== Recorded information ==

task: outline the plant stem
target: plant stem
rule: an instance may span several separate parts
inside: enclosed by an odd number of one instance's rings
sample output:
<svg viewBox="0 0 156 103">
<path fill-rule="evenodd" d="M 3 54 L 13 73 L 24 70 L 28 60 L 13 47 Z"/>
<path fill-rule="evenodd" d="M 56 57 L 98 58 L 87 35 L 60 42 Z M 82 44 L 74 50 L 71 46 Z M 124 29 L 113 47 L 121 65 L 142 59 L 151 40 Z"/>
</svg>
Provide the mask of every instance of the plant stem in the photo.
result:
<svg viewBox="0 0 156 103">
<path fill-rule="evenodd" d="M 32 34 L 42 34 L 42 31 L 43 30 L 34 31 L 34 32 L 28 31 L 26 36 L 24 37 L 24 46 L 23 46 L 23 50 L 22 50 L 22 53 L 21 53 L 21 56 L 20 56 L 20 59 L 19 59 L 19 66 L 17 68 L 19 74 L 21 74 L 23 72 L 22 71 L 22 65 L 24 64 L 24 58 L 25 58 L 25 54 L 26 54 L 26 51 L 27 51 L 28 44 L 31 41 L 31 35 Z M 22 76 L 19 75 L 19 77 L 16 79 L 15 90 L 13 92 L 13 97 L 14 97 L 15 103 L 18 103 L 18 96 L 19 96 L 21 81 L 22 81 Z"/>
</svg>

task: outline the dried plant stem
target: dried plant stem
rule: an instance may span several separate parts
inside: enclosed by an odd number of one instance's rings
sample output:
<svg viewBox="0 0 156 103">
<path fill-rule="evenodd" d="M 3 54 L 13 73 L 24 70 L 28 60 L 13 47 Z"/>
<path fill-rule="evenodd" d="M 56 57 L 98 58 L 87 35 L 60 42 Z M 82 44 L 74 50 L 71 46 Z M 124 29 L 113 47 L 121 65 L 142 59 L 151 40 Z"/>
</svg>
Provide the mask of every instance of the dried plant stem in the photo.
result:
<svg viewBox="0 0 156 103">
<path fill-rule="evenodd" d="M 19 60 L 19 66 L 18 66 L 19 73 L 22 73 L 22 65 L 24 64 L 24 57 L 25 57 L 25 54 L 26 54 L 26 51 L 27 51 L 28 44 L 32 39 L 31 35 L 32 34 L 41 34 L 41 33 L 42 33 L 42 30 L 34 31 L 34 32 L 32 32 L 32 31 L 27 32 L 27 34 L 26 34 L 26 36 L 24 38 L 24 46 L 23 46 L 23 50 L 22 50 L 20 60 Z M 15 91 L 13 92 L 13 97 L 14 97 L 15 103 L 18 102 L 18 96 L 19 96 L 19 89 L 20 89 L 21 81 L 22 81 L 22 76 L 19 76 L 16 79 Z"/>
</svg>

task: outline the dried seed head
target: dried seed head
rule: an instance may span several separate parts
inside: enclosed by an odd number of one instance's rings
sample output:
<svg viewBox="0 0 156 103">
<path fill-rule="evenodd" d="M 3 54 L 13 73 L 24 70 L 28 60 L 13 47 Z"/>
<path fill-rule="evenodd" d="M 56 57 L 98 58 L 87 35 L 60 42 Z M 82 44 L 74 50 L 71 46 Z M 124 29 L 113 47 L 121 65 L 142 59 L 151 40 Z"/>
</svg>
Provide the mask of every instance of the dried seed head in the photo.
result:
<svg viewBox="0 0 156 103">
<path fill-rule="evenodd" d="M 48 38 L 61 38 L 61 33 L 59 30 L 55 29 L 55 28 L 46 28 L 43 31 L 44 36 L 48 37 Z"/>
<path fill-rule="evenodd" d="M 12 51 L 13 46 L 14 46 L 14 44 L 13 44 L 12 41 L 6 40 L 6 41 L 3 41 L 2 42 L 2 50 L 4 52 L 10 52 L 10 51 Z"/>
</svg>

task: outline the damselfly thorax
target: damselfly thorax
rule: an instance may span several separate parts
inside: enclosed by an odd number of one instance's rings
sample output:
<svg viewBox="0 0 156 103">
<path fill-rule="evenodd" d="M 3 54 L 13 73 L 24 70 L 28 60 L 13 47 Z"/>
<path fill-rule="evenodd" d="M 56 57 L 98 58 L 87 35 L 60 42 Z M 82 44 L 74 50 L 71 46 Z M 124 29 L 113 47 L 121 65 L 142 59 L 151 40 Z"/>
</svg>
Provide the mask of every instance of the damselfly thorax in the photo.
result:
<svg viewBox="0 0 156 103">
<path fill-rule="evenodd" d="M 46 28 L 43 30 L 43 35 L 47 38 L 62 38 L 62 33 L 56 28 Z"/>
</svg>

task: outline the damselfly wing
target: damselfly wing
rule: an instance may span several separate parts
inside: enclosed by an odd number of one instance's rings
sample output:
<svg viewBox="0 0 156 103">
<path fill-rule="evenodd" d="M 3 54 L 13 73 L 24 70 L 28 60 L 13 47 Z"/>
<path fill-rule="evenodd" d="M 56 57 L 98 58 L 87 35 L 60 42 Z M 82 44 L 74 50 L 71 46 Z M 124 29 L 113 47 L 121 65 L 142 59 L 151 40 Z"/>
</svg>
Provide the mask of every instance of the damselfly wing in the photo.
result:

===

Work instructions: Convert the material above into a JSON list of strings, one string per line, with blank lines omitted.

Result of the exercise:
[
  "task: outline the plant stem",
  "target: plant stem",
  "rule: an instance may span several separate parts",
  "inside: enclosed by an odd number of one instance's rings",
  "sample output:",
  "<svg viewBox=\"0 0 156 103\">",
  "<path fill-rule=\"evenodd\" d=\"M 3 54 L 13 73 L 24 70 L 28 60 L 13 47 Z\"/>",
  "<path fill-rule=\"evenodd\" d=\"M 56 57 L 98 58 L 87 35 L 60 42 Z M 82 44 L 74 50 L 71 46 Z M 124 29 L 113 47 L 121 65 L 142 59 L 151 40 Z\"/>",
  "</svg>",
  "Provide the mask of every instance of the plant stem in the photo.",
  "result:",
  "<svg viewBox=\"0 0 156 103\">",
  "<path fill-rule=\"evenodd\" d=\"M 32 34 L 42 34 L 42 31 L 43 30 L 34 31 L 34 32 L 28 31 L 26 36 L 24 37 L 24 46 L 23 46 L 23 50 L 22 50 L 22 53 L 21 53 L 21 56 L 20 56 L 20 59 L 19 59 L 19 66 L 17 68 L 19 74 L 21 74 L 23 72 L 22 71 L 22 65 L 24 64 L 24 58 L 25 58 L 25 54 L 26 54 L 26 51 L 27 51 L 28 44 L 31 41 L 31 35 Z M 22 76 L 19 75 L 19 77 L 16 79 L 15 90 L 13 92 L 13 97 L 14 97 L 15 103 L 18 103 L 18 96 L 19 96 L 21 81 L 22 81 Z\"/>",
  "</svg>",
  "task: outline the dried plant stem",
  "target: dried plant stem",
  "rule: an instance may span several separate parts",
  "inside: enclosed by an odd number of one instance's rings",
  "sample output:",
  "<svg viewBox=\"0 0 156 103\">",
  "<path fill-rule=\"evenodd\" d=\"M 3 54 L 13 73 L 24 70 L 28 60 L 13 47 Z\"/>",
  "<path fill-rule=\"evenodd\" d=\"M 56 57 L 98 58 L 87 35 L 60 42 Z M 82 44 L 74 50 L 71 46 Z M 124 29 L 113 47 L 121 65 L 142 59 L 151 40 Z\"/>",
  "</svg>",
  "Provide the mask of every instance of the dried plant stem in the photo.",
  "result:",
  "<svg viewBox=\"0 0 156 103\">",
  "<path fill-rule=\"evenodd\" d=\"M 19 60 L 19 66 L 18 66 L 19 73 L 22 73 L 22 65 L 24 64 L 24 57 L 25 57 L 25 54 L 26 54 L 26 51 L 27 51 L 28 44 L 32 39 L 31 35 L 32 34 L 41 34 L 41 33 L 42 33 L 42 30 L 34 31 L 34 32 L 32 32 L 32 31 L 27 32 L 27 34 L 26 34 L 26 36 L 24 38 L 24 46 L 23 46 L 23 50 L 22 50 L 20 60 Z M 15 91 L 13 92 L 13 97 L 14 97 L 15 103 L 18 102 L 18 96 L 19 96 L 19 89 L 20 89 L 21 81 L 22 81 L 22 76 L 19 76 L 16 79 Z\"/>",
  "</svg>",
  "task: outline the dried seed head",
  "target: dried seed head",
  "rule: an instance may span several separate parts",
  "inside: enclosed by an odd number of one instance's rings",
  "sample output:",
  "<svg viewBox=\"0 0 156 103\">",
  "<path fill-rule=\"evenodd\" d=\"M 3 54 L 13 73 L 24 70 L 28 60 L 13 47 Z\"/>",
  "<path fill-rule=\"evenodd\" d=\"M 56 57 L 98 58 L 87 35 L 60 42 Z M 82 44 L 74 50 L 71 46 Z M 124 29 L 113 47 L 121 65 L 142 59 L 151 40 Z\"/>",
  "</svg>",
  "Provide the mask of every instance of the dried seed head in the photo.",
  "result:",
  "<svg viewBox=\"0 0 156 103\">",
  "<path fill-rule=\"evenodd\" d=\"M 48 38 L 61 38 L 61 33 L 59 30 L 55 29 L 55 28 L 46 28 L 43 31 L 44 36 L 48 37 Z\"/>",
  "<path fill-rule=\"evenodd\" d=\"M 12 51 L 13 46 L 14 46 L 14 44 L 13 44 L 12 41 L 6 40 L 6 41 L 3 41 L 2 42 L 2 50 L 4 52 L 10 52 L 10 51 Z\"/>",
  "</svg>",
  "task: outline the damselfly thorax",
  "target: damselfly thorax",
  "rule: an instance may span several separate parts",
  "inside: enclosed by an odd number of one instance's rings",
  "sample output:",
  "<svg viewBox=\"0 0 156 103\">",
  "<path fill-rule=\"evenodd\" d=\"M 3 54 L 13 73 L 24 70 L 28 60 L 13 47 Z\"/>",
  "<path fill-rule=\"evenodd\" d=\"M 56 57 L 98 58 L 87 35 L 60 42 Z M 82 44 L 74 50 L 71 46 Z M 124 29 L 113 47 L 121 65 L 142 59 L 151 40 Z\"/>",
  "</svg>",
  "Provide the mask of every instance of the damselfly thorax in the photo.",
  "result:",
  "<svg viewBox=\"0 0 156 103\">",
  "<path fill-rule=\"evenodd\" d=\"M 46 28 L 43 30 L 43 35 L 47 38 L 62 38 L 62 33 L 56 28 Z\"/>",
  "</svg>",
  "task: outline the damselfly wing",
  "target: damselfly wing",
  "rule: an instance may span several separate parts",
  "inside: enclosed by an odd number of one instance's rings",
  "sample output:",
  "<svg viewBox=\"0 0 156 103\">",
  "<path fill-rule=\"evenodd\" d=\"M 3 54 L 13 73 L 24 70 L 28 60 L 13 47 Z\"/>",
  "<path fill-rule=\"evenodd\" d=\"M 56 57 L 98 58 L 87 35 L 60 42 Z M 82 44 L 74 50 L 71 46 Z M 124 29 L 113 47 L 121 65 L 142 59 L 151 40 Z\"/>",
  "</svg>",
  "Provide the mask of every instance of the damselfly wing in the photo.",
  "result:"
]